Supplied passage:

%%

Hey, guys and thanks for taking my questions. So first one, I kind of wanted to get a feel for how big the government healthcare business was, how big of a role it played during the quarter, and also if there is any seasonality to be aware of there with respect to that part of the business?
So the growth in that business was approaching 11%, around 11% in the first quarter. What we would expect for that business through the remainder of the year is kind of high single digits. There is not really seasonality in that business, although it is impacted from time to time on large projects that we’re engaged to help our clients with. So we may have seen some of that in the first quarter, which kind of accelerated that growth beyond the high single digits that we’ve experienced and we would expect to experience for this year.
Okay. Great. And then I just kind of wanted to clarify, I’m not sure if you broke this out, but for the full year 2016 guidance, is there a same unit growth estimate baked in to that?
I don’t recall what we signaled. Obviously the total growth is 6% to 8%. That includes acquisitions within that -- embedded within that, we would expect our organic growth to be in the 3% to 3.5% range.
Okay. And then interest expense really ticked down during the quarter, is that a kind of a fair run rate to expect moving forward?
Yeah. Hi, Steve. This is Ware. Yeah. It may be a little higher than that. I think at $1.5 million plus change, it represents kind of the first quarter, which starts at a low point and then starts to ramp up. So if the run rate may be somewhere between $1.5 million and probably less than $2 million a quarter, but as I commented earlier, it depends on the timing and size of acquisitions and any opportunities to repurchase shares. But maybe tick it up a little bit in future quarter from the first quarter run rate.
Okay. And then just taking a look at the debt levels which you guys touched on, obviously you picked up a bit also just due to that, I believe the conversion premium, but I mean are you guys comfortable with the leverage now or do you plan on paying some of that down over the next few quarters, how are you guys looking at that?
Well, we’re not uncomfortable with a 2.5 time leverage. If we don’t do acquisitions or share repurchases, of course we liquidate that debt and de-lever pretty quickly because of the strong underlying cash flow. But it’s also because of that strong consistent underlying cash flow, that we’re not uncomfortable to carry 2.5 times and it’s a fairly low cost of capital for us right now. We have a very, very supportive bank group and so as we have acquisition opportunities, we fully intend to use the bank line within that 2.5 to 3.5 range or below and we’re not uncomfortable with that.

%%

Supplied information:

%%

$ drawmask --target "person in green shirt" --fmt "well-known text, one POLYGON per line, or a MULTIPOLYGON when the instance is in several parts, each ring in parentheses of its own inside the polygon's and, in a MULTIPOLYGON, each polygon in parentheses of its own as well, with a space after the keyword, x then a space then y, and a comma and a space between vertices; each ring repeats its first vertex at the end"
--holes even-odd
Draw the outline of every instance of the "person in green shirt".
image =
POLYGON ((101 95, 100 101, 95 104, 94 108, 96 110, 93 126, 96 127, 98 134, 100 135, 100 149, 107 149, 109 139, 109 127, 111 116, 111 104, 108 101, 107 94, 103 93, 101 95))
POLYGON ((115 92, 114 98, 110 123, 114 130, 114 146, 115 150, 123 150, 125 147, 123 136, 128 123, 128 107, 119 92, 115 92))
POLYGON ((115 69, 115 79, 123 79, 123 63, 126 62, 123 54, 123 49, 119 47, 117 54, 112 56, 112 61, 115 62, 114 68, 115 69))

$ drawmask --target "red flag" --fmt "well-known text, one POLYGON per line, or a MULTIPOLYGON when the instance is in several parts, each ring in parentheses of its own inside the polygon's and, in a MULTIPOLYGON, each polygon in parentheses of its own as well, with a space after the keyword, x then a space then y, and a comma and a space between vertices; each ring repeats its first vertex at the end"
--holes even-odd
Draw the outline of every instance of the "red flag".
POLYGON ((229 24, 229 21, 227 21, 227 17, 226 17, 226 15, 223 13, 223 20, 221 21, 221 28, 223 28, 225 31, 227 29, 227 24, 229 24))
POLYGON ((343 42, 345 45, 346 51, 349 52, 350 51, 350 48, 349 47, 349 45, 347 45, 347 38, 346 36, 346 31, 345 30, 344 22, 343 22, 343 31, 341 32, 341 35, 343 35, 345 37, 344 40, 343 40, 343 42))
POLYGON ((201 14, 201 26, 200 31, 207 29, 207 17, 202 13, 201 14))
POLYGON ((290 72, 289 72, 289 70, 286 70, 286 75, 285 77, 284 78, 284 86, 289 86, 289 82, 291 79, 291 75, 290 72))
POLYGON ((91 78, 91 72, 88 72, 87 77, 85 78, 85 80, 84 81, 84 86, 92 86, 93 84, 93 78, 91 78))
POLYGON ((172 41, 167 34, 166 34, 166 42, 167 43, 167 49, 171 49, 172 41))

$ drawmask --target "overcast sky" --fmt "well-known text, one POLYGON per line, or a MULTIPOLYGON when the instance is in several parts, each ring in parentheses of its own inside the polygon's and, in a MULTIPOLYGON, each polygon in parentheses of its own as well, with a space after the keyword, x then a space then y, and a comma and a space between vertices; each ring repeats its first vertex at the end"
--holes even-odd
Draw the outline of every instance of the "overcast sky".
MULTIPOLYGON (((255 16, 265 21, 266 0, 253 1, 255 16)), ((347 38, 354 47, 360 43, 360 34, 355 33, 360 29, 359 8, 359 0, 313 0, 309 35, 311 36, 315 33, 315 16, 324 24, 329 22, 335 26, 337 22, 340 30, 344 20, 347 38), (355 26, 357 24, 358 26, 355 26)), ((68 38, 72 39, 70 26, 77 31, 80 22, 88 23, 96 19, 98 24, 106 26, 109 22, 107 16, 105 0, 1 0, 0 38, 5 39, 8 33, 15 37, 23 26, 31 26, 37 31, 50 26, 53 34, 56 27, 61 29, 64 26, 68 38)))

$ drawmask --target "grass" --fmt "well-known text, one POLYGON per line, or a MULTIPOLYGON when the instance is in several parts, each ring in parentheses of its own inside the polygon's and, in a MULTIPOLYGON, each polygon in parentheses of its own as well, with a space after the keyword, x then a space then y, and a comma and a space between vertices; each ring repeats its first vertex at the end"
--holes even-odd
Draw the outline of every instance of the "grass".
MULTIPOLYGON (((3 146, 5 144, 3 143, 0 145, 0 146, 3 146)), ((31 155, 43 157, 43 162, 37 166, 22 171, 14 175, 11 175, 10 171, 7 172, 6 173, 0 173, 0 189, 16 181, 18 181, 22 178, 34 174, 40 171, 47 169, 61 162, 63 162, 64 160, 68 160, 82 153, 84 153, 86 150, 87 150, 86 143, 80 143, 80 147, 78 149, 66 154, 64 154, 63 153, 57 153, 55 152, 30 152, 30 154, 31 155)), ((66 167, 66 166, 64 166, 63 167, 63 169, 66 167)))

%%

Tasks for this exercise:
(a) According to the earnings call excerpt, what range does the company expect its organic growth to fall in for 2016?
(b) Translate this sentence from the earnings call excerpt into Spanish: "Well, we’re not uncomfortable with a 2.5 time leverage."
(c) Carry on the earnings call excerpt after its last sentence with a short further exchange.
The lines have nothing to do with the text.

Task answers:
(a) 3% to 3.5%.

(b) Bueno, no nos sentimos incómodos con un apalancamiento de 2,5 veces.

(c)
Okay. And then last one, you mentioned a few of the things kind of impacting the employee service division and obviously the margins fell off a bit during the quarter, how should we look at that moving forward, is there anything kind of in place to improve margins next quarters, any commentary there would be great?
Steve, this is Ware. Some of it’s simply timing and Jerry outlined some of the non-recurring things where we -- it was a revenue issue more than it was a cost issue in some cases. In other cases, because of the investments we’ve made in new producers and wellness programs and the like, we’re investing in the business. I think you might see a small improvement in the margin as we go through the year and we’re not really projecting a decline full year year-over-year. So I think it was largely a timing issue in the first quarter.
Ladies and gentlemen, this concludes our question-and-answer session. I would like to turn the conference back over to management for any closing remarks.
Okay. Thank you, Dan and thank you all for your questions and for participating on today’s call. We are very pleased with our first quarter results and our continued progress as CBIZ is well positioned for even greater growth in the future. I’d like to thank our shareholders and analysts as well as our 4400 team members and more than 90000 clients for your continued support and dedication to the company. Thank you everyone and have a great day.
Ladies and gentlemen, the conference is now concluded. Thank you for attending today’s presentation. You may now disconnect.